Turn every line of the records below into a Markdown table with the columns "Row" and "Line," numbering the rows and skipping blank lines.

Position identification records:
◇ ◇ ◇ ◇ ◇ ◇ ◇

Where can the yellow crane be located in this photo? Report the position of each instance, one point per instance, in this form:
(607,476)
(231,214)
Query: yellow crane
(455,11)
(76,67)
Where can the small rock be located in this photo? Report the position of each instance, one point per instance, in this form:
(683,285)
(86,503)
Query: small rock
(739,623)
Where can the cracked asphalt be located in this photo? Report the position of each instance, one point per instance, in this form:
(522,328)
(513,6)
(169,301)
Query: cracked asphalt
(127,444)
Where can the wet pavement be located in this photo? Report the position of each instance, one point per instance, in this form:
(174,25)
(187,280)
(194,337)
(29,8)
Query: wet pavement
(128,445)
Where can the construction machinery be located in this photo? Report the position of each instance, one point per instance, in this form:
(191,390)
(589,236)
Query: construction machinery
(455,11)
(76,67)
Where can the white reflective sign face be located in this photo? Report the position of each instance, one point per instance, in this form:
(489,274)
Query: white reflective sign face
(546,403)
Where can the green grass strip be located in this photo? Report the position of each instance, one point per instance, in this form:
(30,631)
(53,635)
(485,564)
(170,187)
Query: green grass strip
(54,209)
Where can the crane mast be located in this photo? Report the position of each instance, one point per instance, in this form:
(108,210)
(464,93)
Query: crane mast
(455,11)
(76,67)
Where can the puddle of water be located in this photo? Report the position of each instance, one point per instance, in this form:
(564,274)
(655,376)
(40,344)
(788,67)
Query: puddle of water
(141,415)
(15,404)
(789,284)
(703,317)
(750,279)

◇ ◇ ◇ ◇ ◇ ◇ ◇

▸ **Solution for this problem**
| Row | Line |
|---|---|
| 1 | Where can the yellow crane be located in this photo? Report the position of each instance, one point per instance, in this form: |
| 2 | (607,476) |
| 3 | (231,214) |
| 4 | Query: yellow crane |
| 5 | (455,11) |
| 6 | (76,67) |
| 7 | Where can the small rock be located in this photo? Report the position of each instance, one point per instance, in this form: |
| 8 | (683,285) |
| 9 | (86,503) |
| 10 | Query: small rock |
| 11 | (739,623) |
| 12 | Where can the cracked asphalt be located in this photo? Report the position of each instance, one point per instance, in this form: |
| 13 | (522,328) |
| 14 | (513,6) |
| 15 | (169,301) |
| 16 | Query: cracked asphalt |
| 17 | (127,444) |
| 18 | Where can the wet pavement be located in this photo? Report the position of each instance, one point per instance, in this form: |
| 19 | (174,25) |
| 20 | (187,280) |
| 21 | (194,337) |
| 22 | (29,8) |
| 23 | Query: wet pavement |
| 24 | (128,445) |
| 25 | Where can the construction machinery be located in this photo? Report the position of each instance, one point per instance, in this form: |
| 26 | (191,390) |
| 27 | (589,236) |
| 28 | Query: construction machinery |
| 29 | (455,11) |
| 30 | (76,67) |
| 31 | Where can the white reflective sign face be located in this photo? Report the position of each instance, one point per instance, in this form: |
| 32 | (489,274) |
| 33 | Query: white reflective sign face |
| 34 | (546,403) |
| 35 | Where can the green grass strip be located in this photo? Report the position of each instance, one point per instance, in this form: |
| 36 | (30,631) |
| 37 | (53,635) |
| 38 | (485,564) |
| 39 | (170,187) |
| 40 | Query: green grass strip |
| 41 | (54,209) |
| 42 | Where can the crane mast be located in this photo? Report the position of each instance, one point per instance, in this form: |
| 43 | (108,210) |
| 44 | (464,93) |
| 45 | Query: crane mast |
| 46 | (455,11) |
| 47 | (76,67) |
| 48 | Where can the puddle of water be located in this photo? Report the position of each instance, one point per instance, in this form: |
| 49 | (564,274) |
| 50 | (655,376) |
| 51 | (40,344) |
| 52 | (788,67) |
| 53 | Query: puddle of water |
| 54 | (141,415) |
| 55 | (15,404) |
| 56 | (789,284) |
| 57 | (703,317) |
| 58 | (750,279) |